----- DATA RECORDS

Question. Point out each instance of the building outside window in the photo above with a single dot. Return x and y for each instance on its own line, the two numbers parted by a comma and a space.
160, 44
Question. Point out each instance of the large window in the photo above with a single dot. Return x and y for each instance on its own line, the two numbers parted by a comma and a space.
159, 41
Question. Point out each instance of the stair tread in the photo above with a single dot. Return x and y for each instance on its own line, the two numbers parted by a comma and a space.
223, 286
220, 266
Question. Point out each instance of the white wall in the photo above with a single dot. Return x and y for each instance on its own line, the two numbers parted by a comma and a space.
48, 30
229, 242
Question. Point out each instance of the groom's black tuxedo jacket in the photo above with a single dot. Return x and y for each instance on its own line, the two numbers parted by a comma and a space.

----------

> EXERCISE BRIEF
Put all of the data above into a numbered list with one entry per line, leaving out any blank lines.

> RESULT
1. Question. Point out each instance of the building outside window in the photo above with a single dot. Return x and y for each instance on its own line, the two numbers parted by a comma and a space.
2. 160, 44
3. Question. Point out each instance of the large window in the photo above with a single dot. Return x and y for each instance on its own line, the two numbers parted by a comma and a space.
4. 159, 41
5. Question. Point out each instance of the stair tread in the photo above with a single dot. Return x and y for each instance on its own line, the two numbers parted by a comma and a space.
6. 223, 286
7. 220, 266
8. Question. Point out each instance of the white wall in the photo above with a single dot. Return x and y for each instance on its own line, the two numbers parted by a comma and a space.
9. 48, 30
10. 229, 242
11. Question. Point out each instance of the groom's black tuxedo jacket in the photo above with a single dot. Return x and y for each instance on its own line, the two numbers parted by a comma and a space.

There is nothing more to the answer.